§ **Problems to work on**
• A. In the MySQL timeout post, how long before the exception was the last packet successfully received from the server?
• B. Carry on the MySQL timeout post from where it stops.

§ **Page excerpt**
· · · · · · ·

Can you advise how to understand the bottleneck?

The IO graph

EDIT: Also, this is the timeout exception which comes eventually after being stuck:

The last packet successfully received from the server was 13,969 milliseconds ago.  The last packet sent successfully to the server was 13,969 milliseconds ago.
        at sun.reflect.GeneratedConstructorAccessor107.newInstance(Unknown Source) [:1.6.0_45]
        at sun.reflect.DelegatingConstructorAccessorImpl.newInstance(DelegatingConstructorAccessorImpl.java:27) [rt.jar:1.6.0_45]
        at java.lang.reflect.Constructor.newInstance(Constructor.java:513) [rt.jar:1.6.0_45]
        at com.mysql.jdbc.Util.handleNewInstance(Util.java:411)
        at com.mysql.jdbc.SQLError.createCommunicationsException(SQLError.java:1121)
        at com.mysql.jdbc.MysqlIO.reuseAndReadPacket(MysqlIO.java:3603)
        at com.mysql.jdbc.MysqlIO.reuseAndReadPacket(MysqlIO.java:3492)
        at com.mysql.jdbc.MysqlIO.checkErrorPacket(MysqlIO.java:4043)
        at com.mysql.jdbc.MysqlIO.sendCommand(MysqlIO.java:2503)
        at com.mysql.jdbc.MysqlIO.sqlQueryDirect(MysqlIO.java:2664)
        at com.mysql.jdbc.ConnectionImpl.execSQL(ConnectionImpl.java:2815)
        at com.mysql.jdbc.PreparedStatement.executeInternal(PreparedStatement.java:2155)
        at com.mysql.jdbc.PreparedStatement.executeQuery(PreparedStatement.java:2322)
        at org.jboss.jca.adapters.jdbc.CachedPreparedStatement.executeQuery(CachedPreparedStatement.java:107)
        at org.jboss.jca.adapters.jdbc.WrappedPreparedStatement.executeQuery(WrappedPreparedStatement.java:462)
        at sun.reflect.GeneratedMethodAccessor77.invoke(Unknown Source) [:1.6.0_45]
        at sun.reflect.DelegatingMethodAccessorImpl.invoke(DelegatingMethodAccessorImpl.java:25) [rt.jar:1.6.0_45]
        at java.lang.reflect.Method.invoke(Method.java:597) [rt.jar:1.6.0_45]
        at org.hibernate.engine.jdbc.internal.proxy.AbstractStatementProxyHandler.continueInvocation(AbstractStatementProxyHandler.java:122)
        ... 49 more
Caused by: java.io.EOFException: Can not read response from server. Expected to read 4 bytes, read 0 bytes before connection was unexpectedly lost.
        at com.mysql.jdbc.MysqlIO.readFully(MysqlIO.java:3052)
        at com.mysql.jdbc.MysqlIO.reuseAndReadPacket(MysqlIO.java:3503)
        ... 62 more

EDIT2: The consumer is a google cloud computing instance, collocated with the DB.

· · · · · · ·

(Detection annotation records)

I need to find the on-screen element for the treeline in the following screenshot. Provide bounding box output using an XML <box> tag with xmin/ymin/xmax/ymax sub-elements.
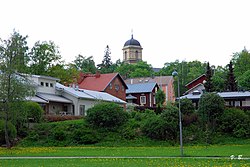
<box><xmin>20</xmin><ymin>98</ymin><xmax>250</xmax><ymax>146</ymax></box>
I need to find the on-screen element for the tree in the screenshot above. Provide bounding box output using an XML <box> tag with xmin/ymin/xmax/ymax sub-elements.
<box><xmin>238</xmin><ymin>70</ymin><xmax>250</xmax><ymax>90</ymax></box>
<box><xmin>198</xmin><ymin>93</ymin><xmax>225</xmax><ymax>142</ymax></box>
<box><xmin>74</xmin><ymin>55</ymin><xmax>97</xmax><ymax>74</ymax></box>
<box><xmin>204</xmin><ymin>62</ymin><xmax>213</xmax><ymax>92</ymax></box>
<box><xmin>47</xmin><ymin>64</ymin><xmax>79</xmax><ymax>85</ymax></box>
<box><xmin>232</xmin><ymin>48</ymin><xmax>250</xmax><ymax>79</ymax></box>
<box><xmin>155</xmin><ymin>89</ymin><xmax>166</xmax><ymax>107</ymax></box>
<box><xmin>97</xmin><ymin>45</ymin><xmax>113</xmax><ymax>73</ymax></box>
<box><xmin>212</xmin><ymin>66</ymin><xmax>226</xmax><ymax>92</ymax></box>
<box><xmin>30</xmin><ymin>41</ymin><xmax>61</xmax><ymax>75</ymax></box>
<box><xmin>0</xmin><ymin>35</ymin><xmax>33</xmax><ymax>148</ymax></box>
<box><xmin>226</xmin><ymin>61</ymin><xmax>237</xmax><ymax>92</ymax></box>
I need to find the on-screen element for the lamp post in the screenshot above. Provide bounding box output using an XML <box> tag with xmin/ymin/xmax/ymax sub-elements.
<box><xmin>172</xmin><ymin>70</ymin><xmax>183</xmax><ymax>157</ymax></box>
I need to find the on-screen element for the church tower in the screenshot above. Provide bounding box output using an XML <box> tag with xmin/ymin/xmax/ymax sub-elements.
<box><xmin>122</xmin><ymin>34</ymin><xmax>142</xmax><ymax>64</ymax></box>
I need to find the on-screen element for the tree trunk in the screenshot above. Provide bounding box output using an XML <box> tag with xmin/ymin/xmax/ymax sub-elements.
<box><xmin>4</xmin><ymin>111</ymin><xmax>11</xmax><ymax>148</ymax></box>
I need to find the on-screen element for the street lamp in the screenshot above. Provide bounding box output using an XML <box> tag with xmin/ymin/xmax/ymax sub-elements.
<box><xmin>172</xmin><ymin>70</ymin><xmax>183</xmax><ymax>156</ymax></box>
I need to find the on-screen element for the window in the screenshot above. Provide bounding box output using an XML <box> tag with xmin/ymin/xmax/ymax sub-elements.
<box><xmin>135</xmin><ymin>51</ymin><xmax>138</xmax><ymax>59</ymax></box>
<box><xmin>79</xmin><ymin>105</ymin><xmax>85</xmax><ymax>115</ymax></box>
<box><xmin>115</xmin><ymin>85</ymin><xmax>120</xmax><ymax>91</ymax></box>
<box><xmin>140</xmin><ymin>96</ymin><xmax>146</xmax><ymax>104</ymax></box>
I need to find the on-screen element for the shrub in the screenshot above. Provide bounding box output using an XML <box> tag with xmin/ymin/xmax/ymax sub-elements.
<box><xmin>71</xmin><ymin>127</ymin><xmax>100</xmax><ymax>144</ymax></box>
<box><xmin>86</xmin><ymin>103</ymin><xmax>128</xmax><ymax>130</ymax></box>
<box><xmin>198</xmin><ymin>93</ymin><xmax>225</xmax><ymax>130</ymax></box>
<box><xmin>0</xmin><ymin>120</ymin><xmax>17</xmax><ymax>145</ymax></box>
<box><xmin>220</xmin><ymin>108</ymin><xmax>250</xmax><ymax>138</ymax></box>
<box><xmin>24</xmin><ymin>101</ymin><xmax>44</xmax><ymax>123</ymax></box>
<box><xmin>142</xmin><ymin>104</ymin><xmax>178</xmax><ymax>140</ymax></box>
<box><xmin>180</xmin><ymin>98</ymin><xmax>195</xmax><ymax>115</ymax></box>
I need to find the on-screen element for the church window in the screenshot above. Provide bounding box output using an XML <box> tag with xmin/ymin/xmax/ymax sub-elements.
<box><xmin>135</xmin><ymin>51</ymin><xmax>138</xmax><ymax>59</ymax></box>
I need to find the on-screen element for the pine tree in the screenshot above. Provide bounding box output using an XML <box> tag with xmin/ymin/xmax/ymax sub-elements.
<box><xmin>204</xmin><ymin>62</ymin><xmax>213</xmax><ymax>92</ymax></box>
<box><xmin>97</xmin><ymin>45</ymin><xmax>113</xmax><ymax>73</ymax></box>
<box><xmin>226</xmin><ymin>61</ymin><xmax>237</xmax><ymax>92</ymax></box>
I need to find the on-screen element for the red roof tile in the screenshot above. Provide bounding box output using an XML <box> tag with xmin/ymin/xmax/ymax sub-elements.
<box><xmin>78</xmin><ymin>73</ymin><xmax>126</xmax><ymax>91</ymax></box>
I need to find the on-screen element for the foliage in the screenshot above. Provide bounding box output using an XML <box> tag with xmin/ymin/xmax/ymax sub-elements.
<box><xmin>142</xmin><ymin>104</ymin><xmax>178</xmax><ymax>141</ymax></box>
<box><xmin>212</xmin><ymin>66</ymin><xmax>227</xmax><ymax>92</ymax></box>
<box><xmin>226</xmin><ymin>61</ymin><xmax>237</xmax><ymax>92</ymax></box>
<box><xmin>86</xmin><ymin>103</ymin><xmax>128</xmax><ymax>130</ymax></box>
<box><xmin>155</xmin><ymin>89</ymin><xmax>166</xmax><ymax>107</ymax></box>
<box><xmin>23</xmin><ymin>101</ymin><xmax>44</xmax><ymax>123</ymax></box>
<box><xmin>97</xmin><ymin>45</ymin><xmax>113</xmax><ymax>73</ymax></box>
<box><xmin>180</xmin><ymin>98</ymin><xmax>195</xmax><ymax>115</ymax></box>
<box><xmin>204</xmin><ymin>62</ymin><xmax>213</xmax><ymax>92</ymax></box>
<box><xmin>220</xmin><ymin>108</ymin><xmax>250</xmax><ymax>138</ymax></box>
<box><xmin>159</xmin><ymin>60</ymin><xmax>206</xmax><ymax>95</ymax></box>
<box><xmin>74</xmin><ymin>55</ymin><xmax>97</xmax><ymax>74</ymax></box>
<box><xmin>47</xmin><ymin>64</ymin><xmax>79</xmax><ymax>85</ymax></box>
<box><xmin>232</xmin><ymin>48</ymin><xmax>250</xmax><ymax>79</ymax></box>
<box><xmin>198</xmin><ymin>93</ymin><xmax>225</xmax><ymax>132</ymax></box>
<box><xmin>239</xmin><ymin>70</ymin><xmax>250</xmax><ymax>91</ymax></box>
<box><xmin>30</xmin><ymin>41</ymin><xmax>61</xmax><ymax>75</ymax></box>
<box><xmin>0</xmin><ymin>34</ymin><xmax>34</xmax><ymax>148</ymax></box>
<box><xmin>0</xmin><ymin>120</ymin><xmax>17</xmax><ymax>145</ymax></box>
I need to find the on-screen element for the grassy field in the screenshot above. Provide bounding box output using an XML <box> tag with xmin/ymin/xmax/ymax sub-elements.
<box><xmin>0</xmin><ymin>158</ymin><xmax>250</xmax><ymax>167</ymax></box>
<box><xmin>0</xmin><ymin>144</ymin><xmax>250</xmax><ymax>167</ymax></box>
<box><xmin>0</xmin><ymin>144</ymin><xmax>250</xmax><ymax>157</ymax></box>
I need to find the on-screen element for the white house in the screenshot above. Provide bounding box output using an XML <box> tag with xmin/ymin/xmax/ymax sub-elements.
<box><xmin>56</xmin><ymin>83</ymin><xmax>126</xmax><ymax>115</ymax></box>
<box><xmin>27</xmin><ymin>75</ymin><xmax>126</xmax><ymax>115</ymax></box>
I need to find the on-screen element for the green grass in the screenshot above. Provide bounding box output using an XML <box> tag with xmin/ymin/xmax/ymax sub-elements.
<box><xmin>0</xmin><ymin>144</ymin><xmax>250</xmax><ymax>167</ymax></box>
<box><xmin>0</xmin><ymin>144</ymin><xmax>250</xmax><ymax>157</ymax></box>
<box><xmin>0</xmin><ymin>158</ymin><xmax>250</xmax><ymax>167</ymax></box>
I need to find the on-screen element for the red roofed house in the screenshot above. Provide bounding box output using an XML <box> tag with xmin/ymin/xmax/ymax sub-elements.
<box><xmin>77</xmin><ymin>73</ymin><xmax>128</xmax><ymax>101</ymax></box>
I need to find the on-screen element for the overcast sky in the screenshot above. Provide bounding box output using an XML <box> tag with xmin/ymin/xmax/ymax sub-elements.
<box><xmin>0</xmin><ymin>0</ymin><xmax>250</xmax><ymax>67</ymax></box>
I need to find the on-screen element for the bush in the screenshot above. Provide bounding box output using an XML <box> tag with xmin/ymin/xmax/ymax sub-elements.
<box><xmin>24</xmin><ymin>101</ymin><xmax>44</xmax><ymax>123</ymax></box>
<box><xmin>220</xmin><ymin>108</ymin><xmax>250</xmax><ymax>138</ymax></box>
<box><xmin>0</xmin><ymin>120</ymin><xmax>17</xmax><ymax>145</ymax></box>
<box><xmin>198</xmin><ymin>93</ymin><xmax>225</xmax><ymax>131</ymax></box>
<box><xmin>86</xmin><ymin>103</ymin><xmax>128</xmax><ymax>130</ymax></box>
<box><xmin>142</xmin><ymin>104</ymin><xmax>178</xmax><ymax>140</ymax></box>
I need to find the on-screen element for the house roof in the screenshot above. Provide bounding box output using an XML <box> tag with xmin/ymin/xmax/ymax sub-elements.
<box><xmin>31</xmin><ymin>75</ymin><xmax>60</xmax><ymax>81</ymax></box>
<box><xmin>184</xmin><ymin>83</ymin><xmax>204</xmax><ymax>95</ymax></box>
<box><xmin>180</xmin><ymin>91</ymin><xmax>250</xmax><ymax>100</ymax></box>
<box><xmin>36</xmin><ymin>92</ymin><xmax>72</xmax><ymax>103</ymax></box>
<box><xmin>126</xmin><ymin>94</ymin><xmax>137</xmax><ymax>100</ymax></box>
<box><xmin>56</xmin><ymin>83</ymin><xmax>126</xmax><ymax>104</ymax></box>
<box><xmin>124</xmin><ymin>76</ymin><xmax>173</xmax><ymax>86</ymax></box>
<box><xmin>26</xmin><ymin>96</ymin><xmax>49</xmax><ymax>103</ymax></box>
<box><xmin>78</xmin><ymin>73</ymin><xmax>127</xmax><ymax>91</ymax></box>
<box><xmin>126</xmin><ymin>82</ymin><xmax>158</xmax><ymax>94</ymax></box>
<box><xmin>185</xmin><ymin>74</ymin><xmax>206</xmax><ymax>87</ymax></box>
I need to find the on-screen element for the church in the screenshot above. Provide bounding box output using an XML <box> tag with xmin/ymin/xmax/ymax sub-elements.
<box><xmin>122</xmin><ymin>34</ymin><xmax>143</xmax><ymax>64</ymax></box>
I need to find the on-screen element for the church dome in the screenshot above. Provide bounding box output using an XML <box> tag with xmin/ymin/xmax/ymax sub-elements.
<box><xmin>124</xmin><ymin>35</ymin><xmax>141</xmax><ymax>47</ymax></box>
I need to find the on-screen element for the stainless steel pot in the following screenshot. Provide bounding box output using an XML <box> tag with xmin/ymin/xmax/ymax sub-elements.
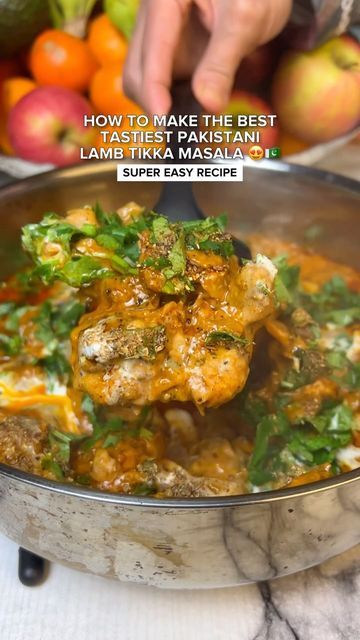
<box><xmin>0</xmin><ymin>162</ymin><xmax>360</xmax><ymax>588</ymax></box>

· · · · · · ·

§ **Solved problems**
• A. 13,969 milliseconds

• B.
Solution

  • The Using filesort indicates that a sorting needs to take place. If the amount of data is bigger than sort_buffer_size then a temporary file will be created. The temporary files are slow in Cloud SQL so avoiding them is paramount for getting good performance/

    The default value for sort_buffer_size is 2M. It's a both a global and session variable so it can be change in the queries that requires more memory.

    mysql> SHOW VARIABLES LIKE 'sort_buffer_size';
    +------------------+---------+
    | Variable_name    | Value   |
    +------------------+---------+
    | sort_buffer_size | 2097152 |
    +------------------+---------+
    1 row in set (0.00 sec)
    
    mysql> 
    

    Each time the sort_buffer_size is too small the Created_tmp_files status variable will be incremented.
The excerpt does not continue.